▶ [Instructions to follow]
Would you return the lines between the one holding "x=209, y=96" and the one holding "x=391, y=314", inclusive, and only those, exactly as they stand in the listing below?

BEGIN

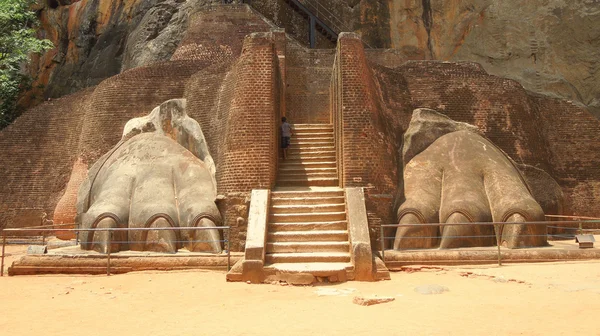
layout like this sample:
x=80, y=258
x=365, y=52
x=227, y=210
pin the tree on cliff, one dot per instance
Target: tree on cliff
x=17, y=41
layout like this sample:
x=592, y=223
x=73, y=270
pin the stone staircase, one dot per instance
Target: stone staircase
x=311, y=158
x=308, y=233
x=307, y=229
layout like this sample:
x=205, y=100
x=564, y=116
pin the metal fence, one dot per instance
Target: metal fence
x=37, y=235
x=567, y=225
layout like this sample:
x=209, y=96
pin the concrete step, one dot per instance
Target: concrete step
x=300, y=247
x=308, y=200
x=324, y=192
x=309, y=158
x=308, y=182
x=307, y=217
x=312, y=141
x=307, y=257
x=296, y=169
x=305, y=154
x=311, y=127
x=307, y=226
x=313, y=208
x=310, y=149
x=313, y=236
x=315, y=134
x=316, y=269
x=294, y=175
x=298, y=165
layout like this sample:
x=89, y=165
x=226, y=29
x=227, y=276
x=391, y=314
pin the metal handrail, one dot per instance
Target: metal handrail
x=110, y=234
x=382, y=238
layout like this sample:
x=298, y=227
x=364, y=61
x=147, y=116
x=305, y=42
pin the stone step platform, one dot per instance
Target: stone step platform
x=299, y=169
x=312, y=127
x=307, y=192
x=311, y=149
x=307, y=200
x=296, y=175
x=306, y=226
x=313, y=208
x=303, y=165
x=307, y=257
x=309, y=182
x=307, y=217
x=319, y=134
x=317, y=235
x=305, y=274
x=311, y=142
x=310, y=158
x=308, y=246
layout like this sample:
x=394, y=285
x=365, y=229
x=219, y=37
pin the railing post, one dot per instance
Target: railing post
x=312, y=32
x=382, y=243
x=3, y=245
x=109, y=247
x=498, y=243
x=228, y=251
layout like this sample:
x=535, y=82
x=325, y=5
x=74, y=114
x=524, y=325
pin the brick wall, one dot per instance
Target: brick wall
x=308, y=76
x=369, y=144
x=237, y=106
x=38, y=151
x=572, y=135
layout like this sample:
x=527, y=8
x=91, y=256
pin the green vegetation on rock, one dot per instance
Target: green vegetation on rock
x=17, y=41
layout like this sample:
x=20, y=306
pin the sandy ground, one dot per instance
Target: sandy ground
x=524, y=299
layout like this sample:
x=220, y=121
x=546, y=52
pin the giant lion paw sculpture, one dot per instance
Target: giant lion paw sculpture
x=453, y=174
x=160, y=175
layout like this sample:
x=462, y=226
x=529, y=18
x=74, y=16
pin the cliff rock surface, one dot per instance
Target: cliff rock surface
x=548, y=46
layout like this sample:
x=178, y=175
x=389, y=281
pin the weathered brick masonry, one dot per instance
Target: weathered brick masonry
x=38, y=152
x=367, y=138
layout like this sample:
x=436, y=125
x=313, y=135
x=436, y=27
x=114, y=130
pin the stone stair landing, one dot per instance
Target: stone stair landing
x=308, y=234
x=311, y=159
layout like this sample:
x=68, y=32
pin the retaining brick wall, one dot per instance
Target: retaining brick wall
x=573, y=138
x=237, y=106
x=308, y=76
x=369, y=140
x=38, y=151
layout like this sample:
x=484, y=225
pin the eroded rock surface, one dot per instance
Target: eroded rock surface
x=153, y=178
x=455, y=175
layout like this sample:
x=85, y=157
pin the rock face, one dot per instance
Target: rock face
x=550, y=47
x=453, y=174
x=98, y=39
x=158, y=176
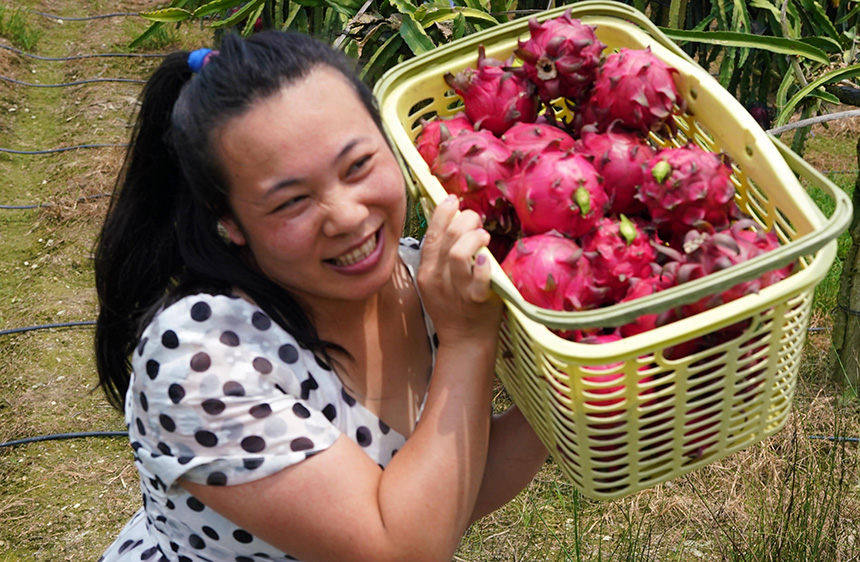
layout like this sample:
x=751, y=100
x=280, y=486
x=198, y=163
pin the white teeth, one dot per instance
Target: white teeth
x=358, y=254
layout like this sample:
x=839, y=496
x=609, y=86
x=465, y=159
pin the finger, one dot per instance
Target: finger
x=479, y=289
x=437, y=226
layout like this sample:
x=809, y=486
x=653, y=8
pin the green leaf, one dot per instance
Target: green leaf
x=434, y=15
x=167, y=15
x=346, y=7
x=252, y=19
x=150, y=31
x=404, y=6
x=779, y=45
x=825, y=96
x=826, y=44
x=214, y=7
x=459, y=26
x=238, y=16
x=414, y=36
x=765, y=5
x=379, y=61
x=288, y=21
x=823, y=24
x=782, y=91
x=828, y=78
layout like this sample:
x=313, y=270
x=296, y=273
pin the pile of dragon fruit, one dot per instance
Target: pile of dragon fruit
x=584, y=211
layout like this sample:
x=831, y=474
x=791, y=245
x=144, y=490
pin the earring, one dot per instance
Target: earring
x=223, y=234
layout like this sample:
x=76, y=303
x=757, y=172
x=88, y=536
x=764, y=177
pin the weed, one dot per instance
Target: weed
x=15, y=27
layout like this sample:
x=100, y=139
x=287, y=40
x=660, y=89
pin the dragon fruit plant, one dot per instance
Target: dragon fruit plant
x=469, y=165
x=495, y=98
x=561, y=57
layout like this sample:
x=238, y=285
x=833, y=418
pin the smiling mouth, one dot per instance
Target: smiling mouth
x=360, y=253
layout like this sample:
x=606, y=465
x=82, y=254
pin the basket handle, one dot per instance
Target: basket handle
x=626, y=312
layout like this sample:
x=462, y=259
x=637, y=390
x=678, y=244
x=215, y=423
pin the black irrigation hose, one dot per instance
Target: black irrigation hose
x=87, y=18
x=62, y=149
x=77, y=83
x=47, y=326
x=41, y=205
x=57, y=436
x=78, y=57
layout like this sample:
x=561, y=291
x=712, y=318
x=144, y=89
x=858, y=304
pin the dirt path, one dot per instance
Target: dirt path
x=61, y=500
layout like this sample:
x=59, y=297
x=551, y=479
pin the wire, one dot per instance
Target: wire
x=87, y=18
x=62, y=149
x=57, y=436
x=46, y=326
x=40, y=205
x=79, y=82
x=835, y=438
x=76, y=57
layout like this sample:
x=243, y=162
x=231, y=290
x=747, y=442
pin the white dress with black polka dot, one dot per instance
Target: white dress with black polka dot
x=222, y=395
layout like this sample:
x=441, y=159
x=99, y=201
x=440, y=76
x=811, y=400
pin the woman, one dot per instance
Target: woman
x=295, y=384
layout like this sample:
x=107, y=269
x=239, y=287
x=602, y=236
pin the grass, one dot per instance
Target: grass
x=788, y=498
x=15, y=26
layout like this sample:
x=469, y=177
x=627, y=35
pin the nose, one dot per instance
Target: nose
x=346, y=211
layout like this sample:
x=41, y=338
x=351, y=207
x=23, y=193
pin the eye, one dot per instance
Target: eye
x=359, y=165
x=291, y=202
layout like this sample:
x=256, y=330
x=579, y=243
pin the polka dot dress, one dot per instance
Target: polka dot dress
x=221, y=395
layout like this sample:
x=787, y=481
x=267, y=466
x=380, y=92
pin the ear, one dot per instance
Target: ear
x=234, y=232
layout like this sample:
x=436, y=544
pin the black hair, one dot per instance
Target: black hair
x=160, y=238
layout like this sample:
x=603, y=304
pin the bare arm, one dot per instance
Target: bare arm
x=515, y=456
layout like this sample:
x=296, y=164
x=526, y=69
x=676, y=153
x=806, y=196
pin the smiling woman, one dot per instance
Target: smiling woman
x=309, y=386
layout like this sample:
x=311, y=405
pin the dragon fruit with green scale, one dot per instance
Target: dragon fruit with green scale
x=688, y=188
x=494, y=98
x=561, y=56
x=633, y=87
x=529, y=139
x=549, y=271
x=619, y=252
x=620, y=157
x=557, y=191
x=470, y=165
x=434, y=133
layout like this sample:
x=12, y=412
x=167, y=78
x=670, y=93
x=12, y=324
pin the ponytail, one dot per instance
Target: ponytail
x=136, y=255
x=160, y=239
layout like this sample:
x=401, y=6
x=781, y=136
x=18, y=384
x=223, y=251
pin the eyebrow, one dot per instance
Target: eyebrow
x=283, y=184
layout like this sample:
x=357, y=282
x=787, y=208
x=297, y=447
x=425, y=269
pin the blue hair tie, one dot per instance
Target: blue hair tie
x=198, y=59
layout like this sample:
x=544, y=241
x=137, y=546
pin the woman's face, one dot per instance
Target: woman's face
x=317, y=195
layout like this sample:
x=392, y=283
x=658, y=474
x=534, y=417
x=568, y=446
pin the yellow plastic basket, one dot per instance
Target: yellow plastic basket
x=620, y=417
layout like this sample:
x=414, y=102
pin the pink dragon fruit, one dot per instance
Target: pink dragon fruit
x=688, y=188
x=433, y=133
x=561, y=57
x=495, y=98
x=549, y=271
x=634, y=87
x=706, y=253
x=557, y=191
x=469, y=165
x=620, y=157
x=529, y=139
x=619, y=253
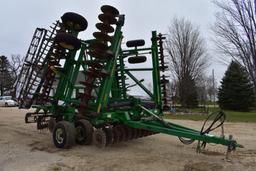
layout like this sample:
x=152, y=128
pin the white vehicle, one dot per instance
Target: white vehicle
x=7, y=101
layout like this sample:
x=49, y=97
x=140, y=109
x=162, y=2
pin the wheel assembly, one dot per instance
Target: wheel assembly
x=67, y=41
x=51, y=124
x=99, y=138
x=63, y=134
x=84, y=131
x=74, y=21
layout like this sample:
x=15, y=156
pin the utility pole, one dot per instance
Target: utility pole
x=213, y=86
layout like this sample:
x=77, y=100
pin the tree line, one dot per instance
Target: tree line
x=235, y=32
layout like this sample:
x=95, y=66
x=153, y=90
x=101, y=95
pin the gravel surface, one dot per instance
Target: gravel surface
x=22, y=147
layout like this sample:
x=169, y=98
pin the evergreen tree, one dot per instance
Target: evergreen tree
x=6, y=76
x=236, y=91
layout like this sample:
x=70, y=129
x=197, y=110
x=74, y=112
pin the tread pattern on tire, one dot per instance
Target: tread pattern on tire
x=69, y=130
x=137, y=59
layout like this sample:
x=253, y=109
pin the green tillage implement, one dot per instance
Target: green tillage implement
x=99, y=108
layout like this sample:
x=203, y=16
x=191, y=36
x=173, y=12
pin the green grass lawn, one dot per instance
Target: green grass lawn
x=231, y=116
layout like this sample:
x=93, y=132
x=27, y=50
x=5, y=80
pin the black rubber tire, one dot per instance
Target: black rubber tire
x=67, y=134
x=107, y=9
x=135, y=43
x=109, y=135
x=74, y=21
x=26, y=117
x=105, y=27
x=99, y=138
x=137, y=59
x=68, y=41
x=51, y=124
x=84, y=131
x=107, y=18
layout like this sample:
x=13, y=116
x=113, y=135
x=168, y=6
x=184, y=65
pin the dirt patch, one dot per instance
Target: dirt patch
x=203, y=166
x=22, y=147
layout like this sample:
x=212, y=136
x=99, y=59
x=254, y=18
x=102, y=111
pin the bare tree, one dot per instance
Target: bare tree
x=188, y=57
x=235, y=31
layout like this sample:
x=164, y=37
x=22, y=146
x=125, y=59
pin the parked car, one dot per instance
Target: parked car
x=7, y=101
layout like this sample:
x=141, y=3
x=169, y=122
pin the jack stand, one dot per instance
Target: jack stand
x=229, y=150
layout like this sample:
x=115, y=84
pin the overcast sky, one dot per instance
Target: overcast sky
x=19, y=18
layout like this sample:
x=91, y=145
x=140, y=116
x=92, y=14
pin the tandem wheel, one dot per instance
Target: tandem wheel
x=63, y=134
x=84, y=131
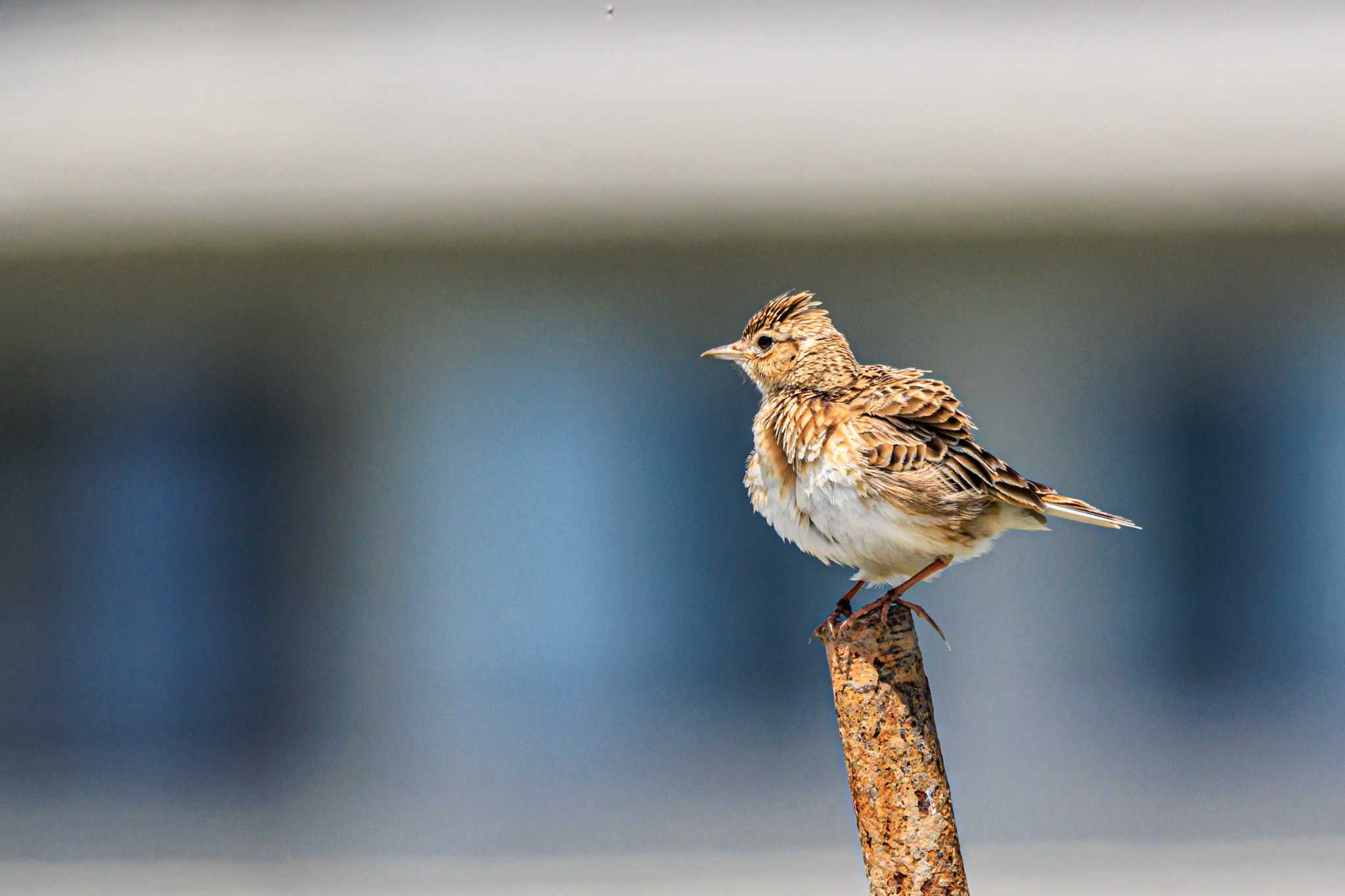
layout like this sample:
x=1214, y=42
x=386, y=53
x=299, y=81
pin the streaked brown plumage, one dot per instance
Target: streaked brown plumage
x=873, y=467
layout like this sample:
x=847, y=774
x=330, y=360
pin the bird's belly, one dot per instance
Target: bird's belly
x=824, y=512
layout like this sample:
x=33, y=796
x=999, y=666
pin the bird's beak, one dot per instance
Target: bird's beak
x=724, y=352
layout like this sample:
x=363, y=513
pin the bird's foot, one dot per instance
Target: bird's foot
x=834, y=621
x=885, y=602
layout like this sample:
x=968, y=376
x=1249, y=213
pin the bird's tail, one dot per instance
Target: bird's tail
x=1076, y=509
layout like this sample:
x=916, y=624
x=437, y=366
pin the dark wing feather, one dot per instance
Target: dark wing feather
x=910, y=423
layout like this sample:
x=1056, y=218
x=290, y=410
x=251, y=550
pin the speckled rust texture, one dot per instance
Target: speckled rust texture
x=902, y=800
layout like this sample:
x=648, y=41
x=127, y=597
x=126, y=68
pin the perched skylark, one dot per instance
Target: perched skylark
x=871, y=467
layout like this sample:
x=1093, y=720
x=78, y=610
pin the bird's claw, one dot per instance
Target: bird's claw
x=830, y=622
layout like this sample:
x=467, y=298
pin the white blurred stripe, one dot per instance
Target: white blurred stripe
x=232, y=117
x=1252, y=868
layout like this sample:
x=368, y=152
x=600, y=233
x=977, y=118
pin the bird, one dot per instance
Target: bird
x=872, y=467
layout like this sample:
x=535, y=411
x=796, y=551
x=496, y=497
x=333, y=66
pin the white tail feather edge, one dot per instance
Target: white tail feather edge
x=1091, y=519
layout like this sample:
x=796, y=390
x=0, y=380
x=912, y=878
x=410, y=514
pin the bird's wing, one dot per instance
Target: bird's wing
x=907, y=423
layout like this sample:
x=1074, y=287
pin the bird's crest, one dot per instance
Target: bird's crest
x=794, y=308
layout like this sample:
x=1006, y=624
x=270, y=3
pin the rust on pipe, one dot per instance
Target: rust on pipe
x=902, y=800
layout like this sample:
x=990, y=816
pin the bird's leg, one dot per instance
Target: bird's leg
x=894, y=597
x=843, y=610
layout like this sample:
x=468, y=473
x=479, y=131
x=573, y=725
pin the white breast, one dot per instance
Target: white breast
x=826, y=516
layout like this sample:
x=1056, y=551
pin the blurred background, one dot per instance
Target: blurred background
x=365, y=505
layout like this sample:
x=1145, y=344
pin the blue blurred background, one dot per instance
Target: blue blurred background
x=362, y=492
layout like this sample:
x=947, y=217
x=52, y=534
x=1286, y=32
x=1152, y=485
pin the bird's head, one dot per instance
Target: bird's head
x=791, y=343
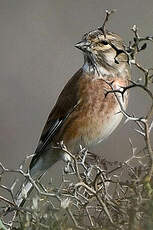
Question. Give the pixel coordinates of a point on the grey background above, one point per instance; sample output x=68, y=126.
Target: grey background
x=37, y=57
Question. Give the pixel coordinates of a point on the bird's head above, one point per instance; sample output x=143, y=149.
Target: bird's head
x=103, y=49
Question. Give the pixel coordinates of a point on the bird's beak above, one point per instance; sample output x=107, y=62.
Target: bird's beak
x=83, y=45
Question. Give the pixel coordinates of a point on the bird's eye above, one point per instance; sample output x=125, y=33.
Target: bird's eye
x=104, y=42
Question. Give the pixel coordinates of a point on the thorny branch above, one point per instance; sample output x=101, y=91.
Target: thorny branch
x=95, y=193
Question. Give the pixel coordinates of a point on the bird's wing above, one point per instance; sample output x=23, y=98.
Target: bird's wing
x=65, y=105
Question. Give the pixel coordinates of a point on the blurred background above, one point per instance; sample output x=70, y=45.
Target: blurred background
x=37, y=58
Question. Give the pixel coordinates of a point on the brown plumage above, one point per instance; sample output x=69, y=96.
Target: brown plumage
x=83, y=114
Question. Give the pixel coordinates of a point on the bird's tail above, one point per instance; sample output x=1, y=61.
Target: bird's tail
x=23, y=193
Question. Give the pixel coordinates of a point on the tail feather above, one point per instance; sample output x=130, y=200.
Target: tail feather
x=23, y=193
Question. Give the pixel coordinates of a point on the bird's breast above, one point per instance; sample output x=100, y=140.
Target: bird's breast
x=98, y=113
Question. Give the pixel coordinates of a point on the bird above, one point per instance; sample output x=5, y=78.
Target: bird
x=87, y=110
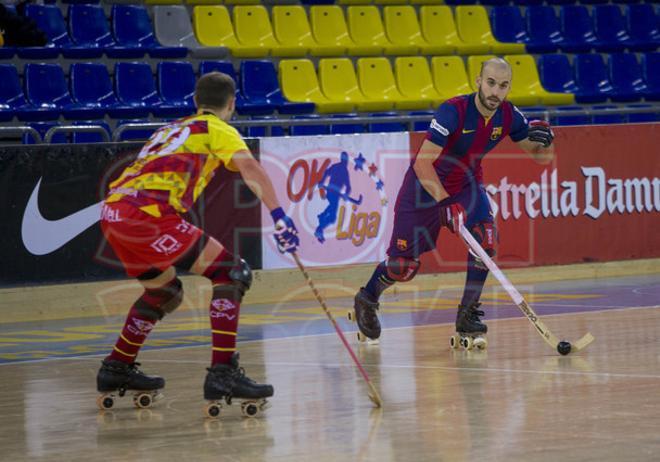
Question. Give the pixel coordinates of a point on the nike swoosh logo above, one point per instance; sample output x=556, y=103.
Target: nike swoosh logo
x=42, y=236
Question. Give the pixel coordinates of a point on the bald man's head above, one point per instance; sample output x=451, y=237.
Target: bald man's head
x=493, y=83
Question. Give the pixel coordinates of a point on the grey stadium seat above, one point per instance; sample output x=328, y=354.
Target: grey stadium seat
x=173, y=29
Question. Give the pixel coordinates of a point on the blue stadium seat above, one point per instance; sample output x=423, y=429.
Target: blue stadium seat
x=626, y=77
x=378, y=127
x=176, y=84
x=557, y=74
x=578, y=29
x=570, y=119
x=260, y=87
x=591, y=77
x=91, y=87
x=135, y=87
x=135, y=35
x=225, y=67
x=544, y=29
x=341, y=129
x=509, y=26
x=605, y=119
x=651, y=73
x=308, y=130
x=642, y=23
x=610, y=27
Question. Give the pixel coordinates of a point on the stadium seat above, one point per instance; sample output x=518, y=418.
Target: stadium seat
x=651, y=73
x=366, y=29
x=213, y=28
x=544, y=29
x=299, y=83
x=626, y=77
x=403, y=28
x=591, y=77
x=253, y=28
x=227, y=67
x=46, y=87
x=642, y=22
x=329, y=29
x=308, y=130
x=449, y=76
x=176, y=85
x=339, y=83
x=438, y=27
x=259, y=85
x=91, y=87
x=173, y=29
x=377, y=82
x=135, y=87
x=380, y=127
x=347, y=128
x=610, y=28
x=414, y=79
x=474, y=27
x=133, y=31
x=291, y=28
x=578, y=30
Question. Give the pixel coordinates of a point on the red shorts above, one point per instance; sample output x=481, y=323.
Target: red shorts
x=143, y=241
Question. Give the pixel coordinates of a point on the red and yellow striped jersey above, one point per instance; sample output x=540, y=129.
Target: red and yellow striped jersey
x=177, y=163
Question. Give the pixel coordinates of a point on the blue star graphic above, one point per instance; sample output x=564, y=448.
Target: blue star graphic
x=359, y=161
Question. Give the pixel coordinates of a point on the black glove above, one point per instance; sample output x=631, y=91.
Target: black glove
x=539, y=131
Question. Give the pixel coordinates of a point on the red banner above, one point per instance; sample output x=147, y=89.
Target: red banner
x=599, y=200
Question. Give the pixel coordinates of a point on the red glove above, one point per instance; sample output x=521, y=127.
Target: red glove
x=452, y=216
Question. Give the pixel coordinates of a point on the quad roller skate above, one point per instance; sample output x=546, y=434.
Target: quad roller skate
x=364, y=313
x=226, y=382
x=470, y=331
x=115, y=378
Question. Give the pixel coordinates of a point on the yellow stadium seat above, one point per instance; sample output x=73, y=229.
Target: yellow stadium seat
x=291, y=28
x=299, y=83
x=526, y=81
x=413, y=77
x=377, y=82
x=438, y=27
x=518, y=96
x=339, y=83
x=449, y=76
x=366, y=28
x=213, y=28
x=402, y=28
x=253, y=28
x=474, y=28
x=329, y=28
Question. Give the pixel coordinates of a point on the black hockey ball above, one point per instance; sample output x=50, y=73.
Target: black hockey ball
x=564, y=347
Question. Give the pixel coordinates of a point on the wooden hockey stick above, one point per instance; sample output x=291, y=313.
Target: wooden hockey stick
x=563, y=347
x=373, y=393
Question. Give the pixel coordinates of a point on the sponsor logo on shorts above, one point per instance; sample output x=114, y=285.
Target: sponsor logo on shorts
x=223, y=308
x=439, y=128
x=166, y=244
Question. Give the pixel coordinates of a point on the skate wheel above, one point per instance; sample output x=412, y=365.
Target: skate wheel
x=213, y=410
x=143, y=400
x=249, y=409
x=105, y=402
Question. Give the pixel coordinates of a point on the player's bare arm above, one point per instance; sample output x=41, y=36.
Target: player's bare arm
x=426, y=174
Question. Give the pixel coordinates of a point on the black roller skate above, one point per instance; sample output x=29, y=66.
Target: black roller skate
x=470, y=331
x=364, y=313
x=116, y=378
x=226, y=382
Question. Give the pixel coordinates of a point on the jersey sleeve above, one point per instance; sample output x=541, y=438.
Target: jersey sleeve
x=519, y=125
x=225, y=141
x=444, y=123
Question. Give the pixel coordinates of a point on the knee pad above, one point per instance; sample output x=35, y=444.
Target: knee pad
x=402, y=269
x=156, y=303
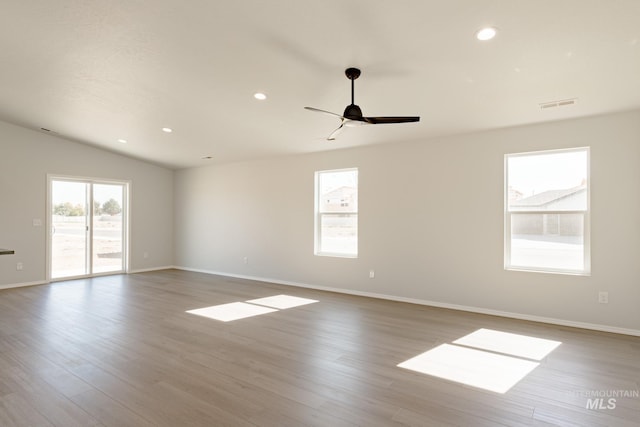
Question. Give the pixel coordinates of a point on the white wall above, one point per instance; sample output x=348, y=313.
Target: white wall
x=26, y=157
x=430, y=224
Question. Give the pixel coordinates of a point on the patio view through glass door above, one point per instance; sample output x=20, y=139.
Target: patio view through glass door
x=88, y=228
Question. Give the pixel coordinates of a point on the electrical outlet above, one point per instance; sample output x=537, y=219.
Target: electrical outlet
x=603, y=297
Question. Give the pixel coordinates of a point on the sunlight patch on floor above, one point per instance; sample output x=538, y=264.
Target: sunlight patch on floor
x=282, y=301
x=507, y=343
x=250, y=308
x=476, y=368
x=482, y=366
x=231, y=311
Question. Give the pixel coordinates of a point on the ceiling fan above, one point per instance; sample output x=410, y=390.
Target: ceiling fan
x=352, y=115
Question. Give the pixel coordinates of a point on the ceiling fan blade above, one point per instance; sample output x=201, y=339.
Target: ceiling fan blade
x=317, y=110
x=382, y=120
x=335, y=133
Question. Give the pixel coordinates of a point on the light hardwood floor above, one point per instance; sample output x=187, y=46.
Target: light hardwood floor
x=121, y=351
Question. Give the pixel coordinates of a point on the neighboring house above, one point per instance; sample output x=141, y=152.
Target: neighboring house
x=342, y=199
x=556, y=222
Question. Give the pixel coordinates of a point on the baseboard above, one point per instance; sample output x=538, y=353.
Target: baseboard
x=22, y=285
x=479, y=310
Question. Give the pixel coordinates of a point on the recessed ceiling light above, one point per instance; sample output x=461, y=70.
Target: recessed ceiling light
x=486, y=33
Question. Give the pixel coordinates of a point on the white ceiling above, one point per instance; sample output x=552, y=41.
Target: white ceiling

END

▶ [Problem solution]
x=209, y=96
pin the concrete step, one dot per instance
Target: concrete step
x=300, y=247
x=308, y=200
x=324, y=192
x=309, y=158
x=308, y=182
x=307, y=217
x=312, y=141
x=307, y=257
x=296, y=169
x=305, y=154
x=311, y=127
x=307, y=226
x=313, y=208
x=310, y=149
x=313, y=236
x=315, y=134
x=316, y=269
x=294, y=175
x=298, y=165
layout like this sample:
x=89, y=165
x=226, y=29
x=227, y=276
x=391, y=314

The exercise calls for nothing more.